# TEXT FOR ANALYSIS:

= Jeff Carter (bowler) =

American professional ten-pin bowler

Jeff Carter (born June 18, 1969) is a retired right-handed American professional ten-pin bowler, member of the Professional Bowlers Association. He joined the PBA in 1999.

==PBA career==
Carter has one career PBA Tour title. He has made three championship round appearances, the first two of which came in the 2006–07 season, his first as an exempt bowler. Is 3–2 with a 212 average in three career TV singles appearances. One of those finals appearances came in the 64th U.S. Open where he fell to Pete Weber, 267–192. Carter was on the opposite end of history as Ryan Shafer fired the 18th televised 300 game in PBA history against him in the 2007 PBA Pepsi Championship. He was named the 1999 PBA Midwest Region Rookie of the Year and the 2005–06 PBA Midwest Region Player of the Year. Earned his first career exemption by leading the 2005–06 PBA Midwest Region point rankings. Owns 12 career PBA Regional Tour titles and over $125,000 in regional earnings. Total career PBA winnings stand at over $400,000 ($281,605 on the PBA Tour).

2006–07: In his first season as an exempt bowler, did not disappoint by finishing 26th in the PBA World Point Rankings, qualifying for match play nine times and appearing in two TV finals. While surviving as a middle-of-the-pack bowler for most of the season, Carter made a big push at the conclusion of the season to solidify his point ranking and secure a second exemption. Made his first two career TV appearances in back-to-back shows, the 64th U.S. Open and 2007 Pepsi Championship. Defeated Dave D'Entremont, 185–183, in the first stepladder match of the 64th U.S. Open before falling to eventual champion Pete Weber, 267–192, in the second match... Carter had earlier been on top in the prestigious Major, leading the first eight-game block of qualifying... Followed up the performance one week later with a second TV appearance in a stepladder final, this time as the No. 2 seed... Became the victim of the Denny's PBA Tour's 18th televised perfect game, falling to Ryan Shafer, 300–228. Made match play the following week in the 2007 Denny's World Championship before bowing out in the Round of 32... Advanced to the Round of 8 in the 2007 Earl Anthony Medford Classic before falling, 4–2, to Patrick Healey Jr. Ranked 12th on Tour in single elimination match play multi-pin conversion rate (83.33).

# RAW DATA:
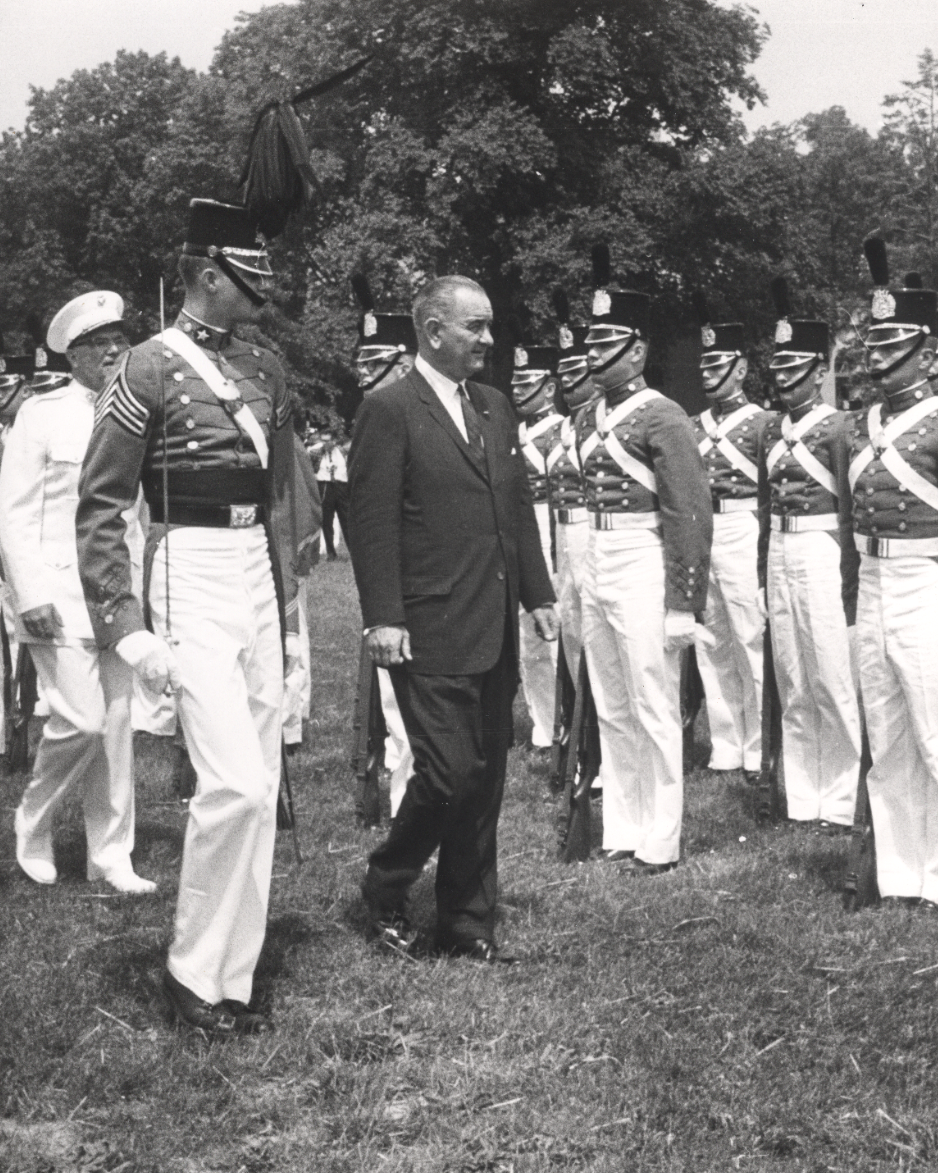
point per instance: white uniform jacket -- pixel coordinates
(39, 495)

# WORK INSTRUCTIONS:
a) Answer these questions from the Jeff Carter article:
(i) In what year did Carter join the PBA?
(ii) Where did Carter finish in the PBA World Point Rankings in 2006–07?
(iii) Whom did Carter defeat in the first stepladder match of the 64th U.S. Open, and by what score?
b) Name every bowler other than Carter mentioned in the Jeff Carter article.
c) Pick up the article on bowler Jeff Carter after its final sentence and write the next part.
The material above has no connection to the article on Jeff Carter.

# ANSWERS TO EACH TASK:
a)
(i) 1999
(ii) 26th
(iii) Dave D'Entremont, 185–183

b)
Pete Weber
Ryan Shafer
Dave D'Entremont
Patrick Healey Jr.

c)
2007–08: Competed in the first four events of the season before filing for an injury deferment... Had surgery on his right hand and was granted a deferment of his exemption to the 2008–09 season by PBA Commissioner and CEO Fred Schreyer... Competed in his first career Japan Cup to open the season, finishing 58th... Missed match play in the first three events to start the regular season and withdrew from the next few events before receiving his deferment... Came back toward the end of the season to compete in the Denny's World Championship and 65th Denny's U.S. Open... Finished 67th in the World Championship and just missed match play in the U.S. Open, finishing 30th.

2008–09: Carter ended his 122-tournament quest for his first Lumber Liquidators PBA Tour title February 22, 2009, defeating his idol Pete Weber, 235–213, to win the GEICO Plastic Ball Championship at Brunswick Zone-Wheat Ridge.

2009–10: Despite nagging injuries, Carter cashed in 17 of 18 events, and made match play seven times. He had an eighth-place finish in the 2009 PBA World Championship.

==Records and milestones==
Carter holds the USBC record for the highest sanctioned league average, when he averaged 261.74 in 2000-2001. This record still stands today. Carter was using Ebonite Vortex bowling balls for that league.

Carter has also bowled 112 sanctioned 300 games. In PBA events, he has recorded 24 perfect games through the 2009–10 season.

==Personal==
Carter resides in Springfield, Illinois with his children.

==Mary Teubner Memorial Classic==
On the PBA Midwest Regional Tour, Carter hosts the Mary Teubner Memorial Classic, which is named in memory of close and longtime friend Mary Teubner who died of intestinal cancer in 2001. Carter is very active in devoting his time to raising money to help find a cure for the devastating disease.